Copy each line below without leaving any out.

→ Extracted data:
⁂
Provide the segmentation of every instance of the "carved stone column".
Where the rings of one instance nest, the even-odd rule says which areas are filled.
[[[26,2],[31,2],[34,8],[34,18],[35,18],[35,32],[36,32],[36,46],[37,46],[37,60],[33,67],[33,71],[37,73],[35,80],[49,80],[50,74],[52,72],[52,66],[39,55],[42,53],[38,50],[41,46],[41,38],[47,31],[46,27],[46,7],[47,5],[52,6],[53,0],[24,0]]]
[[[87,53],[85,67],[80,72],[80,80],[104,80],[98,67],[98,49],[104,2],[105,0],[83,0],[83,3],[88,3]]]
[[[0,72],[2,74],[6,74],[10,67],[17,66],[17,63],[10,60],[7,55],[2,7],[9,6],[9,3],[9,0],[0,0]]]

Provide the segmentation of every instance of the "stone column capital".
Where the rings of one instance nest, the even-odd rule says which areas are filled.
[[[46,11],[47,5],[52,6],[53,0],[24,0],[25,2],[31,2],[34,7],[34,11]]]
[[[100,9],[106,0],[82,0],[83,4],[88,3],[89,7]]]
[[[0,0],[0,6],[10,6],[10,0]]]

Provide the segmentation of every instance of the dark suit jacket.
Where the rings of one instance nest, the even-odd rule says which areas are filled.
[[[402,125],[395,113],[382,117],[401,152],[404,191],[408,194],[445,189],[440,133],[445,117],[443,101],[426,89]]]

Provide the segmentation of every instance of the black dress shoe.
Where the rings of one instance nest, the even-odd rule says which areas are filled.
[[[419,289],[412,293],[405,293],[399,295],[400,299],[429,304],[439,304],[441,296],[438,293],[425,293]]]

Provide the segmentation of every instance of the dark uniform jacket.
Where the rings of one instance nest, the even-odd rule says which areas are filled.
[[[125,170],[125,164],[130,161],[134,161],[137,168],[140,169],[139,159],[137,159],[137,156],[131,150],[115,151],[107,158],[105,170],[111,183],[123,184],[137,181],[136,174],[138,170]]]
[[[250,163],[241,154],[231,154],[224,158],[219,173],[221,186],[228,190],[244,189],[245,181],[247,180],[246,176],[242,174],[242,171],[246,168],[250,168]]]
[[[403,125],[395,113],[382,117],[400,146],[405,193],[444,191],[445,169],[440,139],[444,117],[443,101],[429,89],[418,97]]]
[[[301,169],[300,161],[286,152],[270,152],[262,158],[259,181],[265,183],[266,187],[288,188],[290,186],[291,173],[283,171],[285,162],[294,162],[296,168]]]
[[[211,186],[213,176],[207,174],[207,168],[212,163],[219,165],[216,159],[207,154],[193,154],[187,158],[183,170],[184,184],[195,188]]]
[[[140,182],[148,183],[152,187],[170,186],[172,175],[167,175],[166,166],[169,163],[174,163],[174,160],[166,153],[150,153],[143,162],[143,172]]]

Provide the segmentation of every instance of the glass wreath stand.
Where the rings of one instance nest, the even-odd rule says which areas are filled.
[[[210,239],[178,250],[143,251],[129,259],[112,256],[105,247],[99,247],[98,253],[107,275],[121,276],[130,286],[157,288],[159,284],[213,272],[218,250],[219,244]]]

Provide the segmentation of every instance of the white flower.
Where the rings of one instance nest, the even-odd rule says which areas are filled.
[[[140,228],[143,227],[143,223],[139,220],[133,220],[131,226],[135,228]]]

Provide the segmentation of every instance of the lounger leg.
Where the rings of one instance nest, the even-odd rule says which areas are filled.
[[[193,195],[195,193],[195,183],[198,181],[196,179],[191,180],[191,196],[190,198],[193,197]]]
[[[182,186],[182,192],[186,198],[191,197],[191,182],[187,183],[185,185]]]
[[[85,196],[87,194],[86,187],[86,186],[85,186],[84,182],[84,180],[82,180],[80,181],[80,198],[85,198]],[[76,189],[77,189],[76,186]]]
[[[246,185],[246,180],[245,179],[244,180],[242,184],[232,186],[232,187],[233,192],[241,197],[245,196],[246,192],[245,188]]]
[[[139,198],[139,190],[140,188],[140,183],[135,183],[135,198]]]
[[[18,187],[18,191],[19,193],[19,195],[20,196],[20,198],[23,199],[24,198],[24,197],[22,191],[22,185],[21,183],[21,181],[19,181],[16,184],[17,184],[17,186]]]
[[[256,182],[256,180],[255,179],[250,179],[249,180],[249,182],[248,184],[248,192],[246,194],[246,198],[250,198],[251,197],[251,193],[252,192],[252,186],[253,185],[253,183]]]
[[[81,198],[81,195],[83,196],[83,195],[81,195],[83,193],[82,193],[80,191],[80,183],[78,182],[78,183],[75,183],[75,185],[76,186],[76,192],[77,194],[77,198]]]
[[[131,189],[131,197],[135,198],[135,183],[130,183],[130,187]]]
⁂
→ Full output:
Provide the segmentation of every instance of the "carved stone column".
Where the rings of one instance nest, the even-odd rule says which areas are filled.
[[[26,2],[31,2],[34,8],[34,18],[35,18],[35,32],[36,32],[36,46],[37,46],[37,60],[33,67],[33,71],[37,73],[35,80],[49,80],[50,74],[52,72],[52,66],[39,55],[42,53],[38,50],[41,46],[41,38],[47,31],[46,27],[46,7],[47,5],[52,6],[53,0],[24,0]]]
[[[87,53],[85,67],[80,72],[80,80],[104,80],[98,67],[98,49],[104,2],[105,0],[83,0],[83,3],[88,3]]]
[[[0,72],[2,74],[6,74],[10,67],[17,66],[17,63],[10,60],[7,55],[2,7],[9,6],[9,3],[9,0],[0,0]]]

Provide the segmentation of every instance of the "stone column capital".
Where the rings of one instance nest, the even-odd rule says which areas are filled.
[[[46,11],[47,5],[52,6],[53,0],[24,0],[25,2],[31,2],[34,7],[34,11]]]
[[[100,9],[106,0],[82,0],[83,4],[88,3],[89,7]]]
[[[0,0],[0,6],[10,6],[10,0]]]

Provide the segmentation of every instance of the dark suit jacket.
Where the rings of one instance nest, the even-odd rule says which areas are filled.
[[[402,125],[395,113],[382,117],[401,152],[404,191],[408,194],[445,189],[440,133],[445,117],[443,101],[426,89]]]

Provide the segmentation of every instance of the black dress shoe.
Where the rings of one instance nest, the even-odd rule says which areas are filled.
[[[419,289],[412,293],[405,293],[399,295],[400,299],[429,304],[439,304],[441,296],[438,293],[425,293]]]

Provide the segmentation of every instance of the dark uniform jacket.
Where the rings of one instance nest, the even-odd rule says which areas are filled.
[[[125,170],[125,164],[130,161],[134,161],[137,168],[140,169],[139,159],[137,159],[137,156],[131,150],[115,151],[107,158],[105,170],[111,183],[123,184],[137,181],[136,174],[138,170]]]
[[[250,163],[241,154],[231,154],[224,158],[219,173],[221,186],[228,190],[244,189],[245,181],[247,180],[246,176],[242,174],[242,171],[246,168],[250,168]]]
[[[403,125],[395,113],[382,117],[400,146],[405,193],[444,191],[445,169],[440,139],[444,117],[443,101],[429,89],[418,97]]]
[[[301,169],[300,161],[286,152],[270,152],[262,158],[259,181],[265,183],[266,187],[288,188],[290,186],[291,173],[283,171],[285,162],[294,162],[296,168]]]
[[[211,186],[213,176],[207,174],[207,168],[212,163],[219,165],[216,159],[207,154],[193,154],[187,158],[183,170],[184,184],[195,188]]]
[[[140,182],[148,183],[152,187],[170,186],[172,175],[167,175],[166,166],[169,163],[174,163],[174,160],[166,153],[150,153],[143,162],[143,172]]]

Provide the segmentation of every instance of the glass wreath stand.
Where the rings of one instance nest, the even-odd rule says which areas are filled.
[[[210,239],[178,250],[143,251],[129,259],[112,256],[105,247],[99,247],[98,253],[107,275],[121,276],[130,286],[157,288],[159,284],[213,272],[218,250],[219,244]]]

Provide the segmentation of every instance of the white flower.
Where the rings of one instance nest, the even-odd rule says which areas are filled.
[[[140,228],[143,227],[143,223],[139,220],[133,220],[131,226],[135,228]]]

Provide the segmentation of every instance of the lounger leg.
Where the rings of one instance nest, the even-odd rule says which areas are filled.
[[[193,195],[195,193],[195,183],[198,181],[196,179],[191,180],[191,196],[190,198],[193,197]]]
[[[182,186],[182,192],[186,198],[191,197],[191,182],[187,183],[185,185]]]
[[[85,196],[87,194],[86,187],[86,186],[85,186],[84,182],[84,180],[82,180],[80,181],[80,198],[85,198]],[[76,189],[77,189],[76,186]]]
[[[246,185],[246,180],[245,179],[244,180],[242,184],[232,186],[232,187],[233,192],[241,197],[245,196],[246,192],[245,188]]]
[[[139,198],[139,190],[140,188],[140,183],[135,183],[135,198]]]
[[[18,187],[18,191],[19,193],[19,195],[20,196],[20,198],[23,199],[24,198],[24,197],[22,191],[22,185],[21,183],[21,181],[19,181],[16,184],[17,184],[17,186]]]
[[[256,182],[256,180],[255,179],[250,179],[249,180],[249,182],[248,184],[248,192],[246,194],[246,198],[250,198],[251,197],[251,193],[252,192],[252,186],[253,185],[253,183]]]
[[[81,198],[81,195],[83,196],[83,195],[81,195],[83,193],[82,193],[80,191],[80,183],[78,182],[78,183],[75,183],[75,185],[76,186],[76,192],[77,194],[77,198]]]
[[[131,189],[131,197],[135,198],[135,183],[130,183],[130,187]]]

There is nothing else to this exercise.